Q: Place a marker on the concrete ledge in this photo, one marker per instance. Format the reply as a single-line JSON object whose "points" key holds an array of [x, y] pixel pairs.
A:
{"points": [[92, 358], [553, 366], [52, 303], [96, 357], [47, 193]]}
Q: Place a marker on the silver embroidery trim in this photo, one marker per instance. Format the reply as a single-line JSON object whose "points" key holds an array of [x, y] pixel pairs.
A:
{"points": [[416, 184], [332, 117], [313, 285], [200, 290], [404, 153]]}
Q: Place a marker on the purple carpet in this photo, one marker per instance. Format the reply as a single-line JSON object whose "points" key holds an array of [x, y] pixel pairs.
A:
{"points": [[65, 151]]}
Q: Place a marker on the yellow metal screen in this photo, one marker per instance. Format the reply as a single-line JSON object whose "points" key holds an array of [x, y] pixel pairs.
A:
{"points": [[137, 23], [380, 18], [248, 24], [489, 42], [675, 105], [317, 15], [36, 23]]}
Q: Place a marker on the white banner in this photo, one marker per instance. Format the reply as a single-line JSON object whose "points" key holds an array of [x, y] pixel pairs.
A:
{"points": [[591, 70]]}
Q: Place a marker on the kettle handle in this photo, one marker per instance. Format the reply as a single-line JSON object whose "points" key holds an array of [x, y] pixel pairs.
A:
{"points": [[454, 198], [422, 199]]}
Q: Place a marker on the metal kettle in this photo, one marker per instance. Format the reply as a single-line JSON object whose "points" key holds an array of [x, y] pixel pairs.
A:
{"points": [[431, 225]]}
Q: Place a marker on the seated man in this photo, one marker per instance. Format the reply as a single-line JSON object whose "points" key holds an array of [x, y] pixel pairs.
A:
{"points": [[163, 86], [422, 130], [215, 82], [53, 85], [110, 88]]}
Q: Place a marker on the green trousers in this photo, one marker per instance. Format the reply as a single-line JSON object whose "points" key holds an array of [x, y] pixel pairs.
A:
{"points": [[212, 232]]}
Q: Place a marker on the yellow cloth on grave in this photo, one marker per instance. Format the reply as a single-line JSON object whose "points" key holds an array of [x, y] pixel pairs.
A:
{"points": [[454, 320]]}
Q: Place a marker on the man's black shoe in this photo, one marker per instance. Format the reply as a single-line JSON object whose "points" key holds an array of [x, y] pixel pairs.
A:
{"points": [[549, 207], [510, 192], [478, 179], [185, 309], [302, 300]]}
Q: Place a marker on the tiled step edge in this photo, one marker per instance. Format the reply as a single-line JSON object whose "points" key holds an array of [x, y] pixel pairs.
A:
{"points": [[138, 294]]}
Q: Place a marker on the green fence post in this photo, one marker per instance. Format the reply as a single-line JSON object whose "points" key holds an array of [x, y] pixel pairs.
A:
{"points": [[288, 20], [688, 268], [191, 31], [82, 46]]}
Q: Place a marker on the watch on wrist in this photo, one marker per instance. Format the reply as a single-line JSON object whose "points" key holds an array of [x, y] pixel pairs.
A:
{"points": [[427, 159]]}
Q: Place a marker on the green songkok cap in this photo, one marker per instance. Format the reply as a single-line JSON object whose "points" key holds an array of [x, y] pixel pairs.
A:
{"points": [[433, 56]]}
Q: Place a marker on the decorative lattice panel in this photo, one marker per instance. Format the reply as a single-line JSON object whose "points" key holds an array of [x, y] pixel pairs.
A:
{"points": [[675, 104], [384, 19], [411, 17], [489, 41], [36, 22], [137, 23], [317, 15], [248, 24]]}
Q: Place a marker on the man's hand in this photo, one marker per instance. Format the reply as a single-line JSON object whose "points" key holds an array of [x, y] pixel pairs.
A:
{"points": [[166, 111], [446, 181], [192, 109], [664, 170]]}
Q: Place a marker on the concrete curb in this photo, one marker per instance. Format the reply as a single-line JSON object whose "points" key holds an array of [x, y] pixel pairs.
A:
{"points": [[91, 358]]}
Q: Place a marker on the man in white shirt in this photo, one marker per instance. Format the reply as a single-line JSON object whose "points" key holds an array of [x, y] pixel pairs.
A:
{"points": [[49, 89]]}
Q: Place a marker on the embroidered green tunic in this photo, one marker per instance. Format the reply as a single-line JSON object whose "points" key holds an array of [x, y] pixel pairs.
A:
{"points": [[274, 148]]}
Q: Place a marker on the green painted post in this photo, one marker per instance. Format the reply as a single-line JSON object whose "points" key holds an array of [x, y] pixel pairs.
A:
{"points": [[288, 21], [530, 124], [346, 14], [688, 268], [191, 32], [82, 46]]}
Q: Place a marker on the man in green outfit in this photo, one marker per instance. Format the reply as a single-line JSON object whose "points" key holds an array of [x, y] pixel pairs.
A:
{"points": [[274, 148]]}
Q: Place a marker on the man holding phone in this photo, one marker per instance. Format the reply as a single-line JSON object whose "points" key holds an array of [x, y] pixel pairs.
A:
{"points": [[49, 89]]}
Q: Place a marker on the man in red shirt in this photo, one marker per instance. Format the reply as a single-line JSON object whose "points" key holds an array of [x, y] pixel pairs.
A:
::::
* _Exercise requirements_:
Begin with the line that contains "Q: Place a marker on the decorative" and quote each line after it exactly, stopping after the last line of the data.

* _Output for this exercise_:
Q: Place a marker on the decorative lattice panel in this photo, one marker per instance. Format the reply as a single-line JSON object whose "points" key holds an array of [x, y] pixel pairs.
A:
{"points": [[675, 104], [384, 19], [411, 17], [489, 41], [36, 22], [137, 23], [317, 15], [248, 24]]}
Q: Place a marker on the man's hand in this photo, one marker per instance. Format the reply as a single-line JSON object whose "points" key holds an array of [x, y] pixel pairs.
A:
{"points": [[166, 111], [446, 181], [192, 109], [664, 170]]}
Q: Place a marker on the concrete curb in this photo, one marker per instance. Format the reply as a single-line JSON object whose "points" key holds an array of [x, y] pixel pairs.
A:
{"points": [[91, 358]]}
Q: Place a marker on the man in white shirt in this photo, one marker per instance. Format the reply as a single-line JSON object whose "points" key holds an array of [x, y] pixel pairs.
A:
{"points": [[49, 89]]}
Q: Place a marker on the embroidered green tunic in this photo, one marker per instance. Format the reply as a single-line JSON object whose "points" key holds an array of [x, y] pixel pairs.
A:
{"points": [[274, 148]]}
Q: Place a marker on the green painted post in this photo, one marker per instance. Format the reply as a single-line JSON object whose "points" key holds an array of [x, y] pixel pairs.
A:
{"points": [[288, 21], [530, 124], [346, 14], [688, 268], [191, 32], [82, 46]]}
Q: Place a marker on the man in green outfit in this photo, one marker per instance. Format the reply as a single-line JSON object whose "points" key holds an array of [x, y] pixel pairs.
A:
{"points": [[274, 148]]}
Q: Place a marker on the man holding phone in this photo, one marker per instance. Format the reply as a single-line JSON object whose "points" key holds an array of [x, y] pixel pairs.
A:
{"points": [[49, 89]]}
Q: Place a marker on the man in red shirt in this photo, one marker per instance. Format the reply as a single-line JSON object whose "points" key holds an array of [x, y] pixel pairs.
A:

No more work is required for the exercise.